Fragmento de origen —

··········

Si de amor se trata no siempre los filmes mal llamados románticos tuvieron, para mí, la última palabra. Fue el amor hacia una máquina la que me dio la clave. Cuando tuve dudas del amor de una muchacha le solté, en la banca de un boulevard a orillas del río Tuxpan, en el estado de Veracruz, la frase que Rick–Harrison Ford-Deckard le dice a Rachel-Sean Young en Blade Runner: di bésame. La chica dijo: bésame con un cierto azoro y deseo, así supe y cayó en mis brazos. El erotismo se me ha manifestado en la manera en que visualmente acaricié las piernas enfundadas en leotardos de la vampiresa Irma Vep (la pasional actriz Musidora) en Les vampires de Feuillade, serial del año 1915, en un acto de gerontofilia cinematográfica; en desear tocar los senos de Brigitte Helm transformada en robot humano en un cabaret de la Metrópolis de Lang y en sentar imaginariamente en mis piernas la frágil pero fatal belleza de la Louise Brooks de La caja de Pandora. Y aunque aún sigo creyendo que la película más bella que he visto hasta ahora es Muerte en Venecia de Visconti (poco antes del Andrei Rublev y del Sacrificio de Tarkovski y de la impresionista Ménilmontant de Dimitri Kirsanoff) me quedo mejor con la belleza animal de Claudia Cardinale en Sandra, esa cinta “menor”, casi gótica y anómala, que mucho tiene de la tragedia griega de Electra, en la filmografía del maestro italiano.

De entre los indiscutibles maestros puedo presumir que he visto la filmografía completa de Hitchcock -y la de otros-, la que aún perdura por supuesto, y si viviera le confesaría que por admiración a su obra soporté mirar hasta el final su cinta silente El ring (en realidad toda su etapa silente), yo que detesto el cine de boxeadores, al igual que el resto de sus trabajos más flojos como Matrimonio original pero, al contrario de lo que dice la crítica, me divertí mucho con Pero… ¿quién mató a Harry?, ejemplo del mejor macabro humor inglés que en todas las ocasiones desarrolló para las presentaciones de su programa de televisión.

··········

Requisitos de tareas —
[1] Traduce al inglés esta oración del fragmento sobre cine: "Fue el amor hacia una máquina la que me dio la clave."
[2] Cita literalmente el pasaje del fragmento sobre cine que comienza en "De entre los" y termina en "programa de televisión.".
[3] Según el fragmento sobre cine, indica si cada afirmación es correcta y respalda la respuesta con las palabras exactas del texto: (a) el autor ha visto la filmografía completa de Hitchcock; (b) el autor disfruta del cine de boxeadores; (c) el autor considera que la película más bella que ha visto es Muerte en Venecia.
El material no tiene relación con el fragmento sobre cine.

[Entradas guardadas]
··········

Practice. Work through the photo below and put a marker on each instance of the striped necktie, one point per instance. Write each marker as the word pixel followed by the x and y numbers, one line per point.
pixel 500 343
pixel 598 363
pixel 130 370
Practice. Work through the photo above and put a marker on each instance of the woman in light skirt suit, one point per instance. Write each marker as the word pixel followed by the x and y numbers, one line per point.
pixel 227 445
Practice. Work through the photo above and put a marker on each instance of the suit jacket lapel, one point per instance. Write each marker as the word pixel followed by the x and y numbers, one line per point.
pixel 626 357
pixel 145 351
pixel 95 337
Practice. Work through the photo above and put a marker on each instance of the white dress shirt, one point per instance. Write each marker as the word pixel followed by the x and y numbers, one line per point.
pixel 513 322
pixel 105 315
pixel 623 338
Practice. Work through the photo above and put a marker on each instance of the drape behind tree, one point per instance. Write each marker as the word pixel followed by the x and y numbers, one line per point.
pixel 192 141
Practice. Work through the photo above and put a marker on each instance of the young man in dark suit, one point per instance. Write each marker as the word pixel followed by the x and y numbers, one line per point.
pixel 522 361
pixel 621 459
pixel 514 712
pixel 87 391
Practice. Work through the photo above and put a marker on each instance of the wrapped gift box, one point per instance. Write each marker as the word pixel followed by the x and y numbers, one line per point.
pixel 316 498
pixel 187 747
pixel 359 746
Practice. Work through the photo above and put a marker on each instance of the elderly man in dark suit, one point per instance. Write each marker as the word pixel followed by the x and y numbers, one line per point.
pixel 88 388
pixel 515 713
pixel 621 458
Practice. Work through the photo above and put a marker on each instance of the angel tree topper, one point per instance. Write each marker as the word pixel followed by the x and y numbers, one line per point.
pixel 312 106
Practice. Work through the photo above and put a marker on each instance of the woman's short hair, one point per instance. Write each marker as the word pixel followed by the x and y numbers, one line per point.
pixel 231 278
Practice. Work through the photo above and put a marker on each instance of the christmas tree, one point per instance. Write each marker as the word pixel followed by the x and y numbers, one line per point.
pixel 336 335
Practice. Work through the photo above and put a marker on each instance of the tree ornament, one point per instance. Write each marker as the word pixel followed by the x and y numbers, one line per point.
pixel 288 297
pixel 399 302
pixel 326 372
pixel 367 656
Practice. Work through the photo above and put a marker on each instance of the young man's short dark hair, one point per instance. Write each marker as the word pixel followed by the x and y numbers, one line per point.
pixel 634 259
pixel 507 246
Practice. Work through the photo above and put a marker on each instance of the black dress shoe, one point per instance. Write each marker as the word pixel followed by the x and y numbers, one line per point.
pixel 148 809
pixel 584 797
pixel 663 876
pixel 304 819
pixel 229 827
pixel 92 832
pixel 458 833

··········

Respuestas por tarea —
[1] It was love for a machine that gave me the key.

[2]
De entre los indiscutibles maestros puedo presumir que he visto la filmografía completa de Hitchcock -y la de otros-, la que aún perdura por supuesto, y si viviera le confesaría que por admiración a su obra soporté mirar hasta el final su cinta silente El ring (en realidad toda su etapa silente), yo que detesto el cine de boxeadores, al igual que el resto de sus trabajos más flojos como Matrimonio original pero, al contrario de lo que dice la crítica, me divertí mucho con Pero… ¿quién mató a Harry?, ejemplo del mejor macabro humor inglés que en todas las ocasiones desarrolló para las presentaciones de su programa de televisión.

[3]
(a) Sí: «puedo presumir que he visto la filmografía completa de Hitchcock».
(b) No: «yo que detesto el cine de boxeadores».
(c) Sí: «la película más bella que he visto hasta ahora es Muerte en Venecia de Visconti».